INSTRUCTIONS TO FOLLOW: Lay out these lines as a Markdown table with the columns "No." and "Line", numbering each row and skipping any blank lines.

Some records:
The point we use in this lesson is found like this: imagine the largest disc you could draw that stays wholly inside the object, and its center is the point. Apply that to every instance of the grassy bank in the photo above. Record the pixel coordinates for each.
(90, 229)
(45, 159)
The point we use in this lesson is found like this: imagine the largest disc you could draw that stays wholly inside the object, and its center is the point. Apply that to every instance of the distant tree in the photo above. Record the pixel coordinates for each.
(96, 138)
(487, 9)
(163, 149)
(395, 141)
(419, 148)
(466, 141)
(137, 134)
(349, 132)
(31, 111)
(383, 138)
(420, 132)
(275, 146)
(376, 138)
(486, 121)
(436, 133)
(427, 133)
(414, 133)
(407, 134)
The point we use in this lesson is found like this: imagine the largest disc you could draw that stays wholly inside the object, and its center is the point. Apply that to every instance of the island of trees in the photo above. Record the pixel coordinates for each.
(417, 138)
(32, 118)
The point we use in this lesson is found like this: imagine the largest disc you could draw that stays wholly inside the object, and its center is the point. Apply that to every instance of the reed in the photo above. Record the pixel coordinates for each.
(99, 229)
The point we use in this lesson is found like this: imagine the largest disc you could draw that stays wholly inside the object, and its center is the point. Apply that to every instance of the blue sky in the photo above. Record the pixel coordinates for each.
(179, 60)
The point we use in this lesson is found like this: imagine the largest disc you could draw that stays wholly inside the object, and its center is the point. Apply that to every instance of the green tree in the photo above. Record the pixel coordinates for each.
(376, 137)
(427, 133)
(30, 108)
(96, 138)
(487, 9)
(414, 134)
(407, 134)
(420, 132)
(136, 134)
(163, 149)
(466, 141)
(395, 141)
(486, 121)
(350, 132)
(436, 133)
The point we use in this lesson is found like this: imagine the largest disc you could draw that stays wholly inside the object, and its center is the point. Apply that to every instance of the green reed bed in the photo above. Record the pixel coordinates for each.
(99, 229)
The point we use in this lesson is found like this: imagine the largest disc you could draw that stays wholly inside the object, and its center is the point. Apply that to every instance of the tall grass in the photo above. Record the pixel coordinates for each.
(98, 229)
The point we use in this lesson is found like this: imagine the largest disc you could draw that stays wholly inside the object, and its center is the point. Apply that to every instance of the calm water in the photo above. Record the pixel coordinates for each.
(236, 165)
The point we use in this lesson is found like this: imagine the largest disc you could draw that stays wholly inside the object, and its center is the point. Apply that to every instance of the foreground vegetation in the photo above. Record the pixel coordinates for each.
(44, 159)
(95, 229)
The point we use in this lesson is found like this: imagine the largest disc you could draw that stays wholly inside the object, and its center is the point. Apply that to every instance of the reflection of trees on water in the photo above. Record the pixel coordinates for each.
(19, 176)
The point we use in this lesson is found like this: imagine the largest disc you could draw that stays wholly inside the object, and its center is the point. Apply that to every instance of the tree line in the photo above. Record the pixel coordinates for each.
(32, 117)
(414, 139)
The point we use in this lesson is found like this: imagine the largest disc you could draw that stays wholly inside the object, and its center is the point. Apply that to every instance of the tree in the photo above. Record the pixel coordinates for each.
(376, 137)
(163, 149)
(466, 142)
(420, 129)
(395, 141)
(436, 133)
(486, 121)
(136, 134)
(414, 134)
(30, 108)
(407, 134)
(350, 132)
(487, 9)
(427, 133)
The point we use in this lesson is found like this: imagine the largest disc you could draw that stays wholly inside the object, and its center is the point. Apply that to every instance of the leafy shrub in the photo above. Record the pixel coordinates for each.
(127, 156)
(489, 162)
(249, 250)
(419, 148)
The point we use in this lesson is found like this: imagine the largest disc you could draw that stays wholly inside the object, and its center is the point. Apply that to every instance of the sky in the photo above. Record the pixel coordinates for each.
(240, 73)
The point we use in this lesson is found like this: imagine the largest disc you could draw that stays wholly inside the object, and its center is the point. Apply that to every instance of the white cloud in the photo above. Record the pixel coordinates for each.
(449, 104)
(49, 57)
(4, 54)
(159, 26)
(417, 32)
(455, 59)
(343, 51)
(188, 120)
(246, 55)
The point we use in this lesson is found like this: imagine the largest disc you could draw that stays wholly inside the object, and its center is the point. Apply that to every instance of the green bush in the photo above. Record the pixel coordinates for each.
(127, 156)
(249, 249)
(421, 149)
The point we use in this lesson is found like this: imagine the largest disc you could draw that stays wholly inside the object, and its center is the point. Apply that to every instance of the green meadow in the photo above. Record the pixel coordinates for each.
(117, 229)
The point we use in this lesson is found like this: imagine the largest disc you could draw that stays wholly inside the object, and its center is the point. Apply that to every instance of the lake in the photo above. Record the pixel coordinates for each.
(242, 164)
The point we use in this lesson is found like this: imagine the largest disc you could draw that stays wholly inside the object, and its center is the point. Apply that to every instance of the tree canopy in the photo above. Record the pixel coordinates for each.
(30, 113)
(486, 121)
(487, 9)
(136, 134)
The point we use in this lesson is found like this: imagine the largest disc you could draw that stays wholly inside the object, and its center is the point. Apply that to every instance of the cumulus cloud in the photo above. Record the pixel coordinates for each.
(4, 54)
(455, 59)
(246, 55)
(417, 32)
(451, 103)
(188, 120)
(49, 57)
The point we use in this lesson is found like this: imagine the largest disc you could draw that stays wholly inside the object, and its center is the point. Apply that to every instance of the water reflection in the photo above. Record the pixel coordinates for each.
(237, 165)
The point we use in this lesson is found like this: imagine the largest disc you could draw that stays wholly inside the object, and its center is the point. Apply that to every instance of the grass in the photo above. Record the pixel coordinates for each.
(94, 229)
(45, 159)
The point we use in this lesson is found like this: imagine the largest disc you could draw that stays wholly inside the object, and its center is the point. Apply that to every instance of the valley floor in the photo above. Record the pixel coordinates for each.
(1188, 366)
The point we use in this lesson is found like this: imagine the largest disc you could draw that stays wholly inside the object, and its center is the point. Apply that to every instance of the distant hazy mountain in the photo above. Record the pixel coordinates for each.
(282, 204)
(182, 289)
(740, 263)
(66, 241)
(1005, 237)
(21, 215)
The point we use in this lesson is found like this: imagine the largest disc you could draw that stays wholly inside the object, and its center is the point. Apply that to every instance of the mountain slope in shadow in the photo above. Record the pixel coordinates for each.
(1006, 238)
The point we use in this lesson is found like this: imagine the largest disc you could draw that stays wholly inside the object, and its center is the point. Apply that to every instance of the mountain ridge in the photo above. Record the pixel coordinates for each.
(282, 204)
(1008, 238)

COMPLETED EXERCISE:
| No. | Line |
|---|---|
| 1 | The point we use in this lesson is found like this: imagine the largest disc you could draw that stays wholly inside the object, and its center is the point. Apply that to every instance of the grassy bank in the photo above. Record the pixel coordinates for each. |
| 2 | (90, 229) |
| 3 | (45, 159) |
| 4 | The point we use in this lesson is found like this: imagine the largest disc you could draw that stays wholly inside the object, and its center is the point. Apply that to every instance of the distant tree in the photo above. Record the pixel coordinates for each. |
| 5 | (96, 138) |
| 6 | (487, 9) |
| 7 | (163, 149) |
| 8 | (395, 141) |
| 9 | (419, 148) |
| 10 | (466, 141) |
| 11 | (137, 134) |
| 12 | (349, 132) |
| 13 | (31, 111) |
| 14 | (383, 138) |
| 15 | (420, 132) |
| 16 | (275, 146) |
| 17 | (376, 138) |
| 18 | (486, 121) |
| 19 | (436, 133) |
| 20 | (427, 133) |
| 21 | (414, 133) |
| 22 | (407, 134) |
| 23 | The point we use in this lesson is found like this: imagine the largest disc you could draw that stays wholly inside the object, and its center is the point. Apply that to every instance of the island of trees in the photo above. Record the pixel coordinates for each. |
| 24 | (417, 138) |
| 25 | (32, 118) |
| 26 | The point we use in this lesson is found like this: imagine the largest disc you could draw that stays wholly inside the object, and its center is the point. Apply that to every instance of the reed in the photo above. Record the pixel coordinates for each. |
| 27 | (99, 229) |
| 28 | The point we use in this lesson is found like this: imagine the largest disc you could draw that stays wholly inside the object, and its center is the point. Apply that to every instance of the blue sky in the photo above. Record the pixel coordinates for each. |
| 29 | (179, 60) |
| 30 | The point we use in this lesson is found like this: imagine the largest disc you could draw that stays wholly inside the object, and its center is the point. Apply that to every instance of the green tree in the photo above. Record the pixel coordinates for each. |
| 31 | (376, 137) |
| 32 | (427, 133) |
| 33 | (30, 108) |
| 34 | (96, 138) |
| 35 | (487, 9) |
| 36 | (414, 134) |
| 37 | (407, 134) |
| 38 | (420, 132) |
| 39 | (136, 134) |
| 40 | (163, 149) |
| 41 | (466, 141) |
| 42 | (395, 141) |
| 43 | (486, 121) |
| 44 | (350, 132) |
| 45 | (436, 133) |
| 46 | The point we use in this lesson is found like this: imagine the largest disc you could draw that stays wholly inside the object, and its center is the point. Apply that to every instance of the green reed bed in the photo above. Record the pixel coordinates for each. |
| 47 | (99, 229) |
| 48 | The point we use in this lesson is found like this: imagine the largest disc you could draw that stays wholly inside the object, and its center is the point. Apply that to every instance of the tall grass in the photo above. Record the pixel coordinates for each. |
| 49 | (98, 229) |
| 50 | The point we use in this lesson is found like this: imagine the largest disc you could draw that stays wholly inside the object, and its center is the point. Apply that to every instance of the calm water in the photo above. Record the pixel coordinates for each. |
| 51 | (236, 165) |
| 52 | The point we use in this lesson is found like this: imagine the largest disc you could draw that stays wholly inside the object, and its center is the point. Apply that to every instance of the foreground vegetation in the photo above. Record the pixel coordinates for each. |
| 53 | (44, 159) |
| 54 | (95, 229) |
| 55 | The point we use in this lesson is found like this: imagine the largest disc you could draw that stays wholly inside the object, and its center is the point. Apply that to every instance of the reflection of trees on water in the photo above. Record the pixel coordinates for each. |
| 56 | (19, 176) |
| 57 | The point we use in this lesson is found like this: imagine the largest disc you could draw that stays wholly inside the object, and its center is the point. Apply that to every instance of the tree line in the photo above. Record the pixel coordinates for each. |
| 58 | (32, 117) |
| 59 | (414, 139) |
| 60 | The point we use in this lesson is found like this: imagine the largest disc you could draw that stays wholly inside the object, and its center is the point. Apply that to every instance of the tree in the photo above. Record the pixel coordinates for each. |
| 61 | (376, 137) |
| 62 | (163, 149) |
| 63 | (466, 142) |
| 64 | (420, 129) |
| 65 | (395, 141) |
| 66 | (436, 133) |
| 67 | (486, 121) |
| 68 | (136, 134) |
| 69 | (414, 134) |
| 70 | (30, 108) |
| 71 | (407, 134) |
| 72 | (350, 132) |
| 73 | (487, 9) |
| 74 | (427, 133) |
| 75 | The point we use in this lesson is found like this: imagine the largest disc you could draw that stays wholly inside the object, and its center is the point. Apply that to every instance of the leafy shrub in the photo above. Record the pixel coordinates for each. |
| 76 | (127, 156) |
| 77 | (489, 162) |
| 78 | (249, 250) |
| 79 | (419, 148) |
| 80 | The point we use in this lesson is found like this: imagine the largest disc you could draw that stays wholly inside the object, and its center is the point. Apply that to every instance of the sky in the photo above. Record the pixel coordinates for each. |
| 81 | (240, 73) |
| 82 | The point we use in this lesson is found like this: imagine the largest disc you could draw that stays wholly inside the object, and its center is the point. Apply that to every instance of the white cloud in the photo above. Record the pixel coordinates for each. |
| 83 | (449, 104) |
| 84 | (49, 57) |
| 85 | (4, 54) |
| 86 | (159, 26) |
| 87 | (417, 32) |
| 88 | (455, 59) |
| 89 | (343, 51) |
| 90 | (188, 120) |
| 91 | (246, 55) |
| 92 | The point we use in this lesson is found like this: imagine the largest disc you could draw that stays wholly inside the object, and its center is the point. Apply that to every instance of the green bush in the photo above. Record the pixel coordinates for each. |
| 93 | (127, 156) |
| 94 | (249, 249) |
| 95 | (421, 149) |
| 96 | The point we use in this lesson is found like this: imagine the largest disc you could draw that stays wholly inside the object, and its center is the point. Apply that to every instance of the green meadow in the photo above. Record the pixel coordinates for each. |
| 97 | (117, 229) |
| 98 | The point we use in this lesson is found like this: imagine the largest disc you could draw that stays wholly inside the object, and its center is the point. Apply that to every instance of the lake in the photo above. Record the pixel coordinates for each. |
| 99 | (242, 164) |
| 100 | The point we use in this lesson is found like this: imagine the largest disc you could draw that stays wholly inside the object, and its center is the point. Apply that to every instance of the tree canopy in the photo above. Record the pixel coordinates for each. |
| 101 | (30, 113) |
| 102 | (486, 121) |
| 103 | (487, 9) |
| 104 | (136, 134) |
| 105 | The point we use in this lesson is found like this: imagine the largest disc you could draw that stays wholly inside the object, and its center is the point. Apply that to every instance of the cumulus cloud in the photo above. Record the pixel coordinates for each. |
| 106 | (4, 54) |
| 107 | (455, 59) |
| 108 | (246, 55) |
| 109 | (417, 32) |
| 110 | (451, 103) |
| 111 | (188, 120) |
| 112 | (49, 57) |
| 113 | The point we use in this lesson is found like this: imagine the largest disc you could draw that stays wholly inside the object, and its center is the point. Apply that to every instance of the water reflection in the photo above. Record the pixel coordinates for each. |
| 114 | (237, 165) |
| 115 | The point we use in this lesson is found like this: imagine the largest disc you could draw that stays wholly inside the object, and its center is the point. Apply that to every instance of the grass in the photo above. Record the pixel coordinates for each. |
| 116 | (94, 229) |
| 117 | (45, 159) |
| 118 | The point we use in this lesson is found like this: imagine the largest disc you could draw that stays wholly inside the object, and its center is the point. Apply that to every instance of the valley floor in the photo above. Record the pixel coordinates for each. |
| 119 | (1188, 366) |
| 120 | The point we use in this lesson is found like this: imagine the largest disc you could draw that stays wholly inside the object, and its center is the point. Apply that to every instance of the distant hazy mountain in the photo above. Record the pixel coordinates for each. |
| 121 | (282, 204) |
| 122 | (182, 289) |
| 123 | (740, 263) |
| 124 | (66, 241) |
| 125 | (1005, 237) |
| 126 | (21, 215) |
| 127 | The point we use in this lesson is found like this: imagine the largest disc you could draw that stays wholly inside the object, and its center is the point. Apply that to every instance of the mountain slope in shadow in the photo above. Record the pixel coordinates for each. |
| 128 | (1006, 238) |
| 129 | The point we use in this lesson is found like this: imagine the largest disc you could draw that stays wholly inside the object, and its center is the point. Apply that to every instance of the mountain ridge in the photo above. Record the pixel coordinates for each. |
| 130 | (282, 204) |
| 131 | (1008, 238) |